> [Stored records]

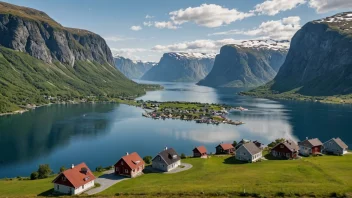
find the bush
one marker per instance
(148, 159)
(34, 175)
(44, 171)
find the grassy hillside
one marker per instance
(25, 80)
(223, 176)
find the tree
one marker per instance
(148, 159)
(34, 175)
(44, 171)
(62, 169)
(277, 141)
(234, 144)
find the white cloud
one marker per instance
(165, 24)
(148, 23)
(208, 15)
(136, 28)
(117, 38)
(322, 6)
(205, 46)
(273, 7)
(282, 29)
(149, 16)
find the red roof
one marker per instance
(133, 160)
(201, 149)
(226, 146)
(76, 176)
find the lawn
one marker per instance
(223, 176)
(320, 176)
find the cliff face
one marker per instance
(40, 59)
(181, 67)
(249, 64)
(132, 69)
(48, 43)
(319, 60)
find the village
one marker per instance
(202, 113)
(80, 179)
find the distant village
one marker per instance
(79, 178)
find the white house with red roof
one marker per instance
(74, 181)
(130, 165)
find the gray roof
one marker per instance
(311, 142)
(340, 143)
(169, 156)
(252, 148)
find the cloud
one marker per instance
(149, 16)
(148, 23)
(117, 38)
(130, 53)
(282, 29)
(273, 7)
(322, 6)
(136, 28)
(164, 24)
(206, 46)
(208, 15)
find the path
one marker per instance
(176, 170)
(105, 181)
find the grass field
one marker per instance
(223, 176)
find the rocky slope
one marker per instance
(132, 69)
(318, 63)
(181, 67)
(40, 58)
(249, 64)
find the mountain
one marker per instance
(41, 58)
(181, 67)
(131, 68)
(248, 64)
(318, 64)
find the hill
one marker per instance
(40, 59)
(249, 64)
(181, 67)
(318, 65)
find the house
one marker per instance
(75, 180)
(200, 151)
(249, 152)
(224, 149)
(310, 146)
(239, 144)
(166, 160)
(335, 146)
(286, 150)
(130, 165)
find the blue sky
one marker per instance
(184, 25)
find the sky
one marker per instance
(144, 30)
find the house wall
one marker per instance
(333, 148)
(281, 151)
(63, 189)
(83, 188)
(243, 155)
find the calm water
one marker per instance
(99, 134)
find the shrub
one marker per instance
(34, 175)
(148, 159)
(44, 171)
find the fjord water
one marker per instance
(99, 134)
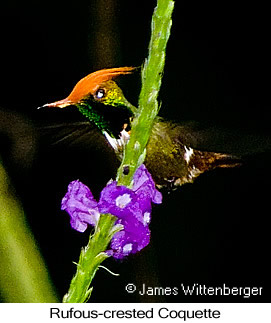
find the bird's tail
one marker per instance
(205, 161)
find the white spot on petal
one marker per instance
(127, 248)
(188, 153)
(123, 200)
(146, 218)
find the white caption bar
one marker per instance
(158, 312)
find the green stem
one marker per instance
(93, 255)
(152, 72)
(90, 258)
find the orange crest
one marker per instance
(91, 82)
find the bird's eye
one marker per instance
(99, 93)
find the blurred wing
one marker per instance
(218, 139)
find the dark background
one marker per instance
(217, 73)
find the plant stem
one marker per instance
(152, 72)
(93, 255)
(90, 258)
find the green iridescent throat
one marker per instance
(109, 118)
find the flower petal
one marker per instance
(81, 206)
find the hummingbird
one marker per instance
(170, 156)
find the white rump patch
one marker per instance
(188, 153)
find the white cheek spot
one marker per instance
(123, 200)
(188, 153)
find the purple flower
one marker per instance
(132, 239)
(81, 206)
(132, 207)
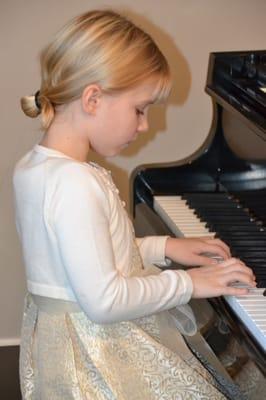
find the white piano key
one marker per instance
(183, 222)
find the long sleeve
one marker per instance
(80, 217)
(152, 250)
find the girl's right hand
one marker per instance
(216, 280)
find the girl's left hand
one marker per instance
(190, 251)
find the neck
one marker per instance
(67, 139)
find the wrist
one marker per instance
(171, 247)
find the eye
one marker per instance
(139, 112)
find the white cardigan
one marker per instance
(77, 241)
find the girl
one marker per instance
(95, 323)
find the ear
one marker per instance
(91, 98)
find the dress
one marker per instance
(68, 354)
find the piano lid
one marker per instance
(238, 79)
(233, 156)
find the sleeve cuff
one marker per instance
(185, 288)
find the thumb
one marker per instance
(203, 260)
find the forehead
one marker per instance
(144, 92)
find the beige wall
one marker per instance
(187, 30)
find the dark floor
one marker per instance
(9, 378)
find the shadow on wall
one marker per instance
(157, 114)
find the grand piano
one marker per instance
(220, 190)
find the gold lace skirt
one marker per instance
(64, 355)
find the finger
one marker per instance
(241, 277)
(242, 268)
(232, 261)
(232, 291)
(204, 261)
(216, 250)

> [Objective] Reproduce all of the material above word for word, leaving out the pictures.

> [Final result]
find the bush
one marker per instance
(148, 159)
(34, 175)
(44, 171)
find the grassy hillside
one marker per instance
(25, 80)
(223, 176)
find the tree
one marker per instance
(148, 159)
(34, 175)
(44, 171)
(62, 169)
(277, 141)
(234, 144)
find the white cloud
one marker per instance
(165, 24)
(148, 23)
(208, 15)
(136, 28)
(117, 38)
(322, 6)
(205, 46)
(273, 7)
(282, 29)
(149, 16)
find the red roof
one marker per instance
(133, 160)
(201, 149)
(226, 146)
(76, 176)
find the lawn
one marker per instance
(223, 176)
(320, 176)
find the cliff face
one marker per instance
(40, 59)
(181, 67)
(249, 64)
(132, 69)
(48, 43)
(319, 60)
find the village
one marker per instance
(202, 113)
(80, 179)
find the distant village
one marker per instance
(79, 178)
find the white house with red roof
one marker per instance
(74, 181)
(130, 165)
find the gray roof
one marker per instance
(311, 142)
(340, 143)
(169, 156)
(252, 148)
find the cloud
one marker per instance
(149, 16)
(148, 23)
(117, 38)
(130, 53)
(282, 29)
(273, 7)
(322, 6)
(136, 28)
(164, 24)
(206, 46)
(208, 15)
find the path
one marker per instance
(176, 170)
(105, 181)
find the grass field
one marker per instance
(223, 176)
find the rocky slope
one marker per instance
(132, 69)
(318, 63)
(181, 67)
(40, 58)
(249, 64)
find the mountain
one marker per instance
(41, 58)
(181, 67)
(131, 68)
(248, 64)
(318, 64)
find the hill
one marker per instance
(40, 59)
(249, 64)
(181, 67)
(318, 65)
find the house
one marker per instance
(75, 180)
(200, 151)
(249, 152)
(224, 149)
(310, 146)
(239, 144)
(166, 160)
(335, 146)
(286, 150)
(130, 165)
find the blue sky
one marker per instance
(184, 25)
find the sky
one marker per instance
(144, 30)
find the house wall
one marker per instance
(333, 148)
(281, 151)
(63, 189)
(83, 188)
(243, 155)
find the calm water
one marker per instance
(99, 134)
find the shrub
one marker per instance
(34, 175)
(148, 159)
(44, 171)
find the fjord water
one marker per instance
(99, 134)
find the bird's tail
one marker per instance
(205, 161)
find the white spot on petal
one marker per instance
(127, 248)
(188, 153)
(123, 200)
(146, 218)
find the white caption bar
one marker per instance
(158, 312)
find the green stem
one marker per instance
(93, 255)
(152, 72)
(90, 258)
find the orange crest
one marker per instance
(91, 82)
find the bird's eye
one marker per instance
(99, 93)
find the blurred wing
one marker per instance
(218, 139)
find the dark background
one marker per instance
(217, 73)
find the plant stem
one marker per instance
(152, 72)
(93, 255)
(90, 258)
find the green iridescent throat
one marker per instance
(109, 118)
find the flower petal
one marker per instance
(81, 206)
find the hummingbird
one marker per instance
(170, 156)
find the white rump patch
one marker per instance
(188, 153)
find the white cheek spot
one marker per instance
(123, 200)
(188, 153)
find the purple flower
one marker per instance
(132, 239)
(81, 206)
(132, 207)
find the white piano key
one marker per instance
(183, 222)
find the long sleeve
one marker per instance
(80, 217)
(152, 250)
find the girl's right hand
one marker per instance
(216, 280)
find the girl's left hand
one marker per instance
(190, 251)
find the neck
one marker per instance
(67, 139)
find the wrist
one marker per instance
(171, 247)
find the eye
one marker per instance
(139, 112)
find the white cardigan
one marker per instance
(77, 241)
find the girl
one marker per instance
(95, 323)
find the ear
one marker per instance
(91, 98)
find the dress
one marker per instance
(68, 354)
find the piano lid
one marker per instance
(238, 79)
(233, 156)
find the sleeve cuff
one marker per instance
(185, 288)
find the thumb
one marker per instance
(203, 260)
find the forehead
one marker per instance
(144, 92)
find the beige wall
one marker per instance
(187, 30)
find the dark floor
one marker per instance
(9, 378)
find the shadow on wall
one marker per instance
(157, 114)
find the grand piano
one marker per instance
(220, 190)
find the gold lace skirt
one marker per instance
(64, 355)
find the finger
one marker per instance
(241, 277)
(242, 268)
(232, 261)
(232, 291)
(204, 261)
(216, 250)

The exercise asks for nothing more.